An exact copy of the lines from the one containing "Pressing-analysis tagging request: spot the green" to the end of the records below is required, and nothing else.

[Dataset records]

○ ○ ○ ○

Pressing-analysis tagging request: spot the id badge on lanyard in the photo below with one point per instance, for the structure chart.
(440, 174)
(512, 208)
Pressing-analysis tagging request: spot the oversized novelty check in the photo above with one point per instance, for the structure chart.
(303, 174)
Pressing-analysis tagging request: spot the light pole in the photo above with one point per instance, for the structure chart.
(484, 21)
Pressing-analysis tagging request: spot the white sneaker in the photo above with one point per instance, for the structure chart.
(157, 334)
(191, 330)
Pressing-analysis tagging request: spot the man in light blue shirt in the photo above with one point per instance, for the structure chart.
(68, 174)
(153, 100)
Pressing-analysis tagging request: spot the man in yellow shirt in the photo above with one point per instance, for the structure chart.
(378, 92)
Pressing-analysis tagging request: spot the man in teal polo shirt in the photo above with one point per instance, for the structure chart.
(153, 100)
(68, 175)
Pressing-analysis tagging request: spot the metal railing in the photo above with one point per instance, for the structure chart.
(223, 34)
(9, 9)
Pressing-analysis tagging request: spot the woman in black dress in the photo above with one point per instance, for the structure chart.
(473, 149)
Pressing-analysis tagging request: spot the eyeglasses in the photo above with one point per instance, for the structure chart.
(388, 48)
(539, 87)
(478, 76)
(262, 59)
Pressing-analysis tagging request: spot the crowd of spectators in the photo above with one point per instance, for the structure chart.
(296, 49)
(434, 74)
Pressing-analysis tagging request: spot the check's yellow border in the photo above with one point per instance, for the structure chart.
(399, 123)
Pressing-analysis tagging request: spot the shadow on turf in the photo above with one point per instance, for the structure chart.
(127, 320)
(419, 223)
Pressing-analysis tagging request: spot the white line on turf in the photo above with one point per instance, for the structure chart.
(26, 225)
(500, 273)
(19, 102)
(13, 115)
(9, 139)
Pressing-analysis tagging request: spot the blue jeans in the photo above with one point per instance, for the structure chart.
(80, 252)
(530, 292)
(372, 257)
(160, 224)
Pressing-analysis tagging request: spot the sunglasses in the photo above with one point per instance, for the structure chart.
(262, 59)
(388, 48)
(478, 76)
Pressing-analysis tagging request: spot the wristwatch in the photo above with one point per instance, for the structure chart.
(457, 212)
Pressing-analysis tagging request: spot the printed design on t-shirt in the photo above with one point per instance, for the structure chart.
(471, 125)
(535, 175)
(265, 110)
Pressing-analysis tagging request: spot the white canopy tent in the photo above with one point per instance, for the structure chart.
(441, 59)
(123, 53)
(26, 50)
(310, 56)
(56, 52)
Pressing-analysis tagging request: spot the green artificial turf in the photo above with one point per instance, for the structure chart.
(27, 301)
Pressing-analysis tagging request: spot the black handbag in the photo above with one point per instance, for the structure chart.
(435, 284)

○ ○ ○ ○

OUTPUT BELOW
Pressing-analysis tagging request: spot the green artificial turf in the photo above with one point per instance, for the structure chart.
(27, 301)
Pressing-analysis tagging request: spot the black handbag in the photo above with one point per instance, for the structure chart.
(435, 284)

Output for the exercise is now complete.